━━ Text provided

Abstract

Dynamic Treatment Regimes (DTRs) are adaptive treatment strategies that allow clinicians to personalize dynamically the treatment for each patient based on their step-by-step response to their treatment. There are a series of predefined alternative treatments for each disease and any patient may associate with one of these treatments according to his/her demographics. DTRs for a certain disease are studied and evaluated by means of statistical approaches where patients are randomized at each step of the treatment and their responses are observed. Recently, the Reinforcement Learning (RL) paradigm has also been applied to determine DTRs. However, such approaches may be limited by the need to design a true reward function, which may be difficult to formalize when the expert knowledge is not well assessed, as when the DTR is in the design phase. To address this limitation, an extension of the RL paradigm, namely Inverse Reinforcement Learning (IRL), has been adopted to learn the reward function from data, such as those derived from DTR trials. In this paper, we define a Projection Based Inverse Reinforcement Learning (PB-IRL) approach to learn the true underlying reward function for given demonstrations (DTR trials). Such a reward function can be used both to evaluate the set of DTRs determined for a certain disease, as well as to enable an RL-based intelligent agent to self-learn the best way and then act as a decision support system for the clinician.

━━━━

§ **Task objective**: Copy out the abstract on dynamic treatment regimes word for word, from start to finish. The entries that come next aren't needed for anything here.

━━ Entries provided

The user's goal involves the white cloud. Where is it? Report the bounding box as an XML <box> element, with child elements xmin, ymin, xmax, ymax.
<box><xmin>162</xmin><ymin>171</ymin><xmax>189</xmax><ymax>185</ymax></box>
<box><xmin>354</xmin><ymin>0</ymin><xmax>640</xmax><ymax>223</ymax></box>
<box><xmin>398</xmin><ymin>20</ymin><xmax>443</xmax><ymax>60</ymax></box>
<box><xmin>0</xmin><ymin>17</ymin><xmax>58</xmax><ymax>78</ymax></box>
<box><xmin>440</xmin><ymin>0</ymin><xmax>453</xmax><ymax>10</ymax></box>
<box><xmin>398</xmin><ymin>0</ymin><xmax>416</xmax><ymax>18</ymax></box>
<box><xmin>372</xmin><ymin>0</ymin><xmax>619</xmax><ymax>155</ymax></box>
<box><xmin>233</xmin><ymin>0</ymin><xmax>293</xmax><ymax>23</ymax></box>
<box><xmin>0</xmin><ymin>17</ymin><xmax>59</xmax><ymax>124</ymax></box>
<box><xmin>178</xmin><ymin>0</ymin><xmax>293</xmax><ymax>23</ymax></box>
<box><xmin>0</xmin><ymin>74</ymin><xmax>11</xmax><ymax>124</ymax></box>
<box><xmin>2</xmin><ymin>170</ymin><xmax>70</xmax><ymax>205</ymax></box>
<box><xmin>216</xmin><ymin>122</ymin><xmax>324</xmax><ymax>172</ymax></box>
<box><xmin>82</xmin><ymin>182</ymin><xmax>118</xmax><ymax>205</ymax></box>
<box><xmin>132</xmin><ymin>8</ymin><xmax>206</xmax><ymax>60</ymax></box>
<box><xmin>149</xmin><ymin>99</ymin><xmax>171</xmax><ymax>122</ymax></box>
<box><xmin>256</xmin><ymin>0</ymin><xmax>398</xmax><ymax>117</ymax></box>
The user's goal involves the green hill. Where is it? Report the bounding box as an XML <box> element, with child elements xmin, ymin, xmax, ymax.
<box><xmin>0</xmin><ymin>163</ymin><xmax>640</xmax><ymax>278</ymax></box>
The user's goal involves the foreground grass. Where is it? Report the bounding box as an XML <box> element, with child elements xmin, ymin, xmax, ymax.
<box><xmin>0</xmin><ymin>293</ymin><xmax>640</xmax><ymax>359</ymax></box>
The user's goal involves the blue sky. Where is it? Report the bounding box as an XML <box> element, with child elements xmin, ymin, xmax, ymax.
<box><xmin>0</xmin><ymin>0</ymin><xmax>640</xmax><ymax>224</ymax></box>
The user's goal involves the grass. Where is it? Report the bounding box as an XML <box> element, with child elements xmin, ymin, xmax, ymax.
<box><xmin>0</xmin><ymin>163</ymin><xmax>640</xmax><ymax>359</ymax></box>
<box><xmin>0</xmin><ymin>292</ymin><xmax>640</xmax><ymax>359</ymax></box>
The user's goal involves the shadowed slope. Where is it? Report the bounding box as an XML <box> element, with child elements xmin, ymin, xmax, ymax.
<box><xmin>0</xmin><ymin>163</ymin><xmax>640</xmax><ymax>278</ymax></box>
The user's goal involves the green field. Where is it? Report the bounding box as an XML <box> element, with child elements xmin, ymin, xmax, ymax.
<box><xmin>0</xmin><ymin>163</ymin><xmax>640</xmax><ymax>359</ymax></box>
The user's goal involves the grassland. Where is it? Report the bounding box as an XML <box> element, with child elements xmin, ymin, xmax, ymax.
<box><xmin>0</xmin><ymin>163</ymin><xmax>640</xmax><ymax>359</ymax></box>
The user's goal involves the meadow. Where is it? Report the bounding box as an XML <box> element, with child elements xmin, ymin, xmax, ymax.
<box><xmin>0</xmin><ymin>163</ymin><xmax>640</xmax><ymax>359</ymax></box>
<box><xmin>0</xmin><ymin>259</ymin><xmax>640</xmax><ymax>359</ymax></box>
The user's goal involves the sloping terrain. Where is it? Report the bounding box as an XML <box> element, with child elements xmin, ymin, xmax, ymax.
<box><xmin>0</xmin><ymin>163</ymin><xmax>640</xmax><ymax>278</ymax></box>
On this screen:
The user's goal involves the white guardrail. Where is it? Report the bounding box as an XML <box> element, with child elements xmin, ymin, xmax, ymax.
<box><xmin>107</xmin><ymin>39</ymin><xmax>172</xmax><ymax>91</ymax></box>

━━━━

§ **Problem solution**:
Abstract

Dynamic Treatment Regimes (DTRs) are adaptive treatment strategies that allow clinicians to personalize dynamically the treatment for each patient based on their step-by-step response to their treatment. There are a series of predefined alternative treatments for each disease and any patient may associate with one of these treatments according to his/her demographics. DTRs for a certain disease are studied and evaluated by means of statistical approaches where patients are randomized at each step of the treatment and their responses are observed. Recently, the Reinforcement Learning (RL) paradigm has also been applied to determine DTRs. However, such approaches may be limited by the need to design a true reward function, which may be difficult to formalize when the expert knowledge is not well assessed, as when the DTR is in the design phase. To address this limitation, an extension of the RL paradigm, namely Inverse Reinforcement Learning (IRL), has been adopted to learn the reward function from data, such as those derived from DTR trials. In this paper, we define a Projection Based Inverse Reinforcement Learning (PB-IRL) approach to learn the true underlying reward function for given demonstrations (DTR trials). Such a reward function can be used both to evaluate the set of DTRs determined for a certain disease, as well as to enable an RL-based intelligent agent to self-learn the best way and then act as a decision support system for the clinician.